Excerpts of pointing data
________
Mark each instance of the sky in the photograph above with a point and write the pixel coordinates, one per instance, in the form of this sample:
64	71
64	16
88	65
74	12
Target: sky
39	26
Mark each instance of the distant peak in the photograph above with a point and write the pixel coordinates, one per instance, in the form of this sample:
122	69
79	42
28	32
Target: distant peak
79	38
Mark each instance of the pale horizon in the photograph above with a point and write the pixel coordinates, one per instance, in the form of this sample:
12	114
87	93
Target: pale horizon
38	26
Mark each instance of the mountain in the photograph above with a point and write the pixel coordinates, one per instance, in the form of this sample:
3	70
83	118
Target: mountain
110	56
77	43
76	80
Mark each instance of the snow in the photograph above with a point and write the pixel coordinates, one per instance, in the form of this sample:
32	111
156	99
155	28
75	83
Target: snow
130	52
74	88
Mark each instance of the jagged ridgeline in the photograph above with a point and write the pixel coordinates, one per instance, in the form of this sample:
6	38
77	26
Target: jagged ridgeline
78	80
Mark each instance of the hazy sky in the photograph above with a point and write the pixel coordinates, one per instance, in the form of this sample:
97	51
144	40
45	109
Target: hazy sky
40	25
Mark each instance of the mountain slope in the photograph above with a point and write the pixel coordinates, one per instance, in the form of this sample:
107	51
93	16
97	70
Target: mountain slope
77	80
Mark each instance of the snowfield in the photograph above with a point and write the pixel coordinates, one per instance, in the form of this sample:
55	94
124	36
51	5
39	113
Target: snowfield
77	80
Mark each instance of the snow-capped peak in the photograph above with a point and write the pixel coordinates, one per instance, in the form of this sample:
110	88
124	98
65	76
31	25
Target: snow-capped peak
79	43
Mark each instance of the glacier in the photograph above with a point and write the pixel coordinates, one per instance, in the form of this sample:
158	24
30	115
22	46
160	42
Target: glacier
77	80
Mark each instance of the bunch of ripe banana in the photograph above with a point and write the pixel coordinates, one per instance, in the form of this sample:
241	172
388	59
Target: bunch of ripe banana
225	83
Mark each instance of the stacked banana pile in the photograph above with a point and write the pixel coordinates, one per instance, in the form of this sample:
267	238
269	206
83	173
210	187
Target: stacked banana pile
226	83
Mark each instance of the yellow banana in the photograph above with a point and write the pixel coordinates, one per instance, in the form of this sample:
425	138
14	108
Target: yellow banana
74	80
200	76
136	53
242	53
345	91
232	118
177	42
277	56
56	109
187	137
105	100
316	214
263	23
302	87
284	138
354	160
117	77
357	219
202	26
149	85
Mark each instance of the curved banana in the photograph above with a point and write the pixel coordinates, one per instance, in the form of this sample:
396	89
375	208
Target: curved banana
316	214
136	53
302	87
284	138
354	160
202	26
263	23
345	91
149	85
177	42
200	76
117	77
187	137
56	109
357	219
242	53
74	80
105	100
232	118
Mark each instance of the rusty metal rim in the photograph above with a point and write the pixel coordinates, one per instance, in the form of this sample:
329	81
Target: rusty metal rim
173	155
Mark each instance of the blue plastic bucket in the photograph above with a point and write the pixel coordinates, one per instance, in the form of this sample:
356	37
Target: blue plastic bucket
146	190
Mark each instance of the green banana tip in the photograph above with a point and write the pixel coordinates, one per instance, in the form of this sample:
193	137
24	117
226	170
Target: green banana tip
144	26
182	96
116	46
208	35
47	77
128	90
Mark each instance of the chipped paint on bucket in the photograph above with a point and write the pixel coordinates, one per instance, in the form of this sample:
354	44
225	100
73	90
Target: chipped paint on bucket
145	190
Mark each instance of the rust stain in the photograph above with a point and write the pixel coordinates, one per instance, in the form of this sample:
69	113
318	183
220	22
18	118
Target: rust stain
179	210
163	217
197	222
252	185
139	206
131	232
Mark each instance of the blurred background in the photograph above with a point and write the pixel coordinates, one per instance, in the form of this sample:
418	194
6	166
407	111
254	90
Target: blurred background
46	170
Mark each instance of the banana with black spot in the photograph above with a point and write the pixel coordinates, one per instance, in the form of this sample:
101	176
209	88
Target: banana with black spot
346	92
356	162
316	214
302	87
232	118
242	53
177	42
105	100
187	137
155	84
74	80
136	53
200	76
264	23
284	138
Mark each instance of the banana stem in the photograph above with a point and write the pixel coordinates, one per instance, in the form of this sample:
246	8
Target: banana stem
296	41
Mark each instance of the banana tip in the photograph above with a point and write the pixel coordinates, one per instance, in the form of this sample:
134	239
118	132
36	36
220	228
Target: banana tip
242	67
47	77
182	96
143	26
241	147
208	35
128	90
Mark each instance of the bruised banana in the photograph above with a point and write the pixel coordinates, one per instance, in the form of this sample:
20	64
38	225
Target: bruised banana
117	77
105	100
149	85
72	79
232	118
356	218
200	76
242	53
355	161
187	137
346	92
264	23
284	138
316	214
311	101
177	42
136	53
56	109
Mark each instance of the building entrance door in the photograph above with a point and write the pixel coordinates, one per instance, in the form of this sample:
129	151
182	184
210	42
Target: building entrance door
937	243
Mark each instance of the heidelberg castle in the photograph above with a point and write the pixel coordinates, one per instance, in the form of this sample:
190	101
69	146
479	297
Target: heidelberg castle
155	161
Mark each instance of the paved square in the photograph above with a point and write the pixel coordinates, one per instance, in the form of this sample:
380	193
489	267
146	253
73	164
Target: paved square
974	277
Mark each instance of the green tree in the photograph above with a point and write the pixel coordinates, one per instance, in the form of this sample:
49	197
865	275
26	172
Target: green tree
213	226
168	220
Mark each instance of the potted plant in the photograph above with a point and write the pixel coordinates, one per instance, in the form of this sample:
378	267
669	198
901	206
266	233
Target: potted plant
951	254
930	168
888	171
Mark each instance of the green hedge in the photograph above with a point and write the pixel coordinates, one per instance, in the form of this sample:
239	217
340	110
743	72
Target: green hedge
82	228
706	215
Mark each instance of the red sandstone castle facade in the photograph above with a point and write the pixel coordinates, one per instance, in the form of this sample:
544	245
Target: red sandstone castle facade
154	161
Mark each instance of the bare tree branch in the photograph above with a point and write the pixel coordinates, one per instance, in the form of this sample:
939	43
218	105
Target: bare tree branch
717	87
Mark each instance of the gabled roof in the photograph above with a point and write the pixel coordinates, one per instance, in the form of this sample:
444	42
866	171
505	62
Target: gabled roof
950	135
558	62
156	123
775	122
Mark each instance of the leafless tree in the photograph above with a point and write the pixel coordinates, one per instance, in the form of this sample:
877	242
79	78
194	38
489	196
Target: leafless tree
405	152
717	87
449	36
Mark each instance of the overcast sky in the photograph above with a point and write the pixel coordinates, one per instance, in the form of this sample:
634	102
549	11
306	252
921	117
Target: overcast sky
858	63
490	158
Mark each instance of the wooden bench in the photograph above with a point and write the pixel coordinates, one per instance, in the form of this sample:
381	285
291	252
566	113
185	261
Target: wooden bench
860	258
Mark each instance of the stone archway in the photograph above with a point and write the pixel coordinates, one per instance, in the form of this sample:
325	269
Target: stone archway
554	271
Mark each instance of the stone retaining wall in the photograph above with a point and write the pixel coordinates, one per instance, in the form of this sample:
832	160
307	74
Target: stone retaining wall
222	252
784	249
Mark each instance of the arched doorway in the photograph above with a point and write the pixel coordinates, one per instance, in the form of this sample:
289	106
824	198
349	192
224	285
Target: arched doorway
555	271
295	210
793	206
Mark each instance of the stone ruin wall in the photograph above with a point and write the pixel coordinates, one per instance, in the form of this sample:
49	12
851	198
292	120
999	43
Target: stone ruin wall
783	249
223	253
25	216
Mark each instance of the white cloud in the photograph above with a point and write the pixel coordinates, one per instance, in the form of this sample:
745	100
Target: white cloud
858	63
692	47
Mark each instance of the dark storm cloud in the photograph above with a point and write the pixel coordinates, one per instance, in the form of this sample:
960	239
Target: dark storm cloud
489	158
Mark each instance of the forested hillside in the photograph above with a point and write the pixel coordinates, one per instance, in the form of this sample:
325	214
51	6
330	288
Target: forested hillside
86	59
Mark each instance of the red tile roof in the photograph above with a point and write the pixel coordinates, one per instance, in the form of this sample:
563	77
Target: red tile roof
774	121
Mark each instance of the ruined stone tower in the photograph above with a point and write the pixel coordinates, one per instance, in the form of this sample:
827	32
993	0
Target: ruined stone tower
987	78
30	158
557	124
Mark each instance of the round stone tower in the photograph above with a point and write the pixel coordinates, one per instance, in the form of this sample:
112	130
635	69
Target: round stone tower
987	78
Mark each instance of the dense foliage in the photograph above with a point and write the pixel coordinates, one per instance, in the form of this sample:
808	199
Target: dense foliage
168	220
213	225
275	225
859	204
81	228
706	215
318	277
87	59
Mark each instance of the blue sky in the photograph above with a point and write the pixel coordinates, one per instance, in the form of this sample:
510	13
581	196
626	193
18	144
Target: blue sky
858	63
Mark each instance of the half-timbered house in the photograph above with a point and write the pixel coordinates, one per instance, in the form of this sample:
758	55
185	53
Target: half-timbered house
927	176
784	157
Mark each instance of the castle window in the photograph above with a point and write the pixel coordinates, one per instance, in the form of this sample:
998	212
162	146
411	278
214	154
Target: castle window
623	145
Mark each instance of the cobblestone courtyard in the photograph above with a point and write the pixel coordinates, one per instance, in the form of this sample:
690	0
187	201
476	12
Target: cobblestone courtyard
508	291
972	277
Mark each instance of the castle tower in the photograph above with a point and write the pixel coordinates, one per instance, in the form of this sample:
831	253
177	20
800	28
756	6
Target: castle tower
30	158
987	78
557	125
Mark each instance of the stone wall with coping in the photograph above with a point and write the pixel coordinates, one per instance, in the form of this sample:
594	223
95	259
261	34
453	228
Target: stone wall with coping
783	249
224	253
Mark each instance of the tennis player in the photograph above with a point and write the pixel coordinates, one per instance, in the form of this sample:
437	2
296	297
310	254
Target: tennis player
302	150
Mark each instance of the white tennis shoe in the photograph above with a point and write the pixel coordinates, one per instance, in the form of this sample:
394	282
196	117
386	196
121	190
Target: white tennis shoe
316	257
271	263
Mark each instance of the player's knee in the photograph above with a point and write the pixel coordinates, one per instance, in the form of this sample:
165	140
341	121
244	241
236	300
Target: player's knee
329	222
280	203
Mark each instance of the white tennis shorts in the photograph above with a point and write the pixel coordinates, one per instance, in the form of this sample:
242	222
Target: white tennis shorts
________
## What is needed
Set down exactly what runs from the line with "Mark each instance of the half-timbered" to the last line of the data above, including both of those lines and no others.

## Complete response
Mark each instance of the half-timbered house in the photograph above with a point and write the pixel coordinates, one per instance, in the form of this sample:
758	55
185	53
Target: half-timbered house
927	176
784	157
Mark each instance of the castle window in the photograph above with a point and write the pixel coordinates, one per instance, in the form of this sample:
998	212
162	146
411	278
214	154
Target: castle window
623	145
Mark each instance of the cobblestone courtyard in the photograph above with a point and write the pixel coordinates, one per instance, in the form of this sample:
690	0
187	201
476	12
Target: cobblestone courtyard
508	291
972	277
Mark each instance of the castle tower in the photograph above with a point and write the pixel coordinates, one per instance, in the form of this sample:
831	253
177	20
800	28
756	6
Target: castle tower
30	158
987	78
557	125
Mark each instance of the stone wall with coping in the photograph above with a point and write the pixel coordinates, one per instance, in the form of this sample:
594	223
95	259
261	34
453	228
Target: stone wall with coping
783	249
224	253
Mark each instance of the tennis player in the photograph above with a point and write the pixel coordinates, one per instance, in the form of this sample:
437	2
296	297
310	254
Target: tennis player
302	150
Mark each instance of the white tennis shoe in the photograph above with a point and write the pixel coordinates, one per instance, in the form of this sample:
394	282
196	117
386	196
121	190
Target: white tennis shoe
316	257
271	263
Mark each instance of the player's knee in the photograph above with a point and write the pixel coordinates, one per instance, in the form of this sample:
165	140
341	121
244	241
236	300
Target: player's knee
329	222
280	203
Mark each instance of the white tennis shorts in the photograph above with a point and write the pixel coordinates, one per instance, in the form of this sample:
242	222
Target: white tennis shorts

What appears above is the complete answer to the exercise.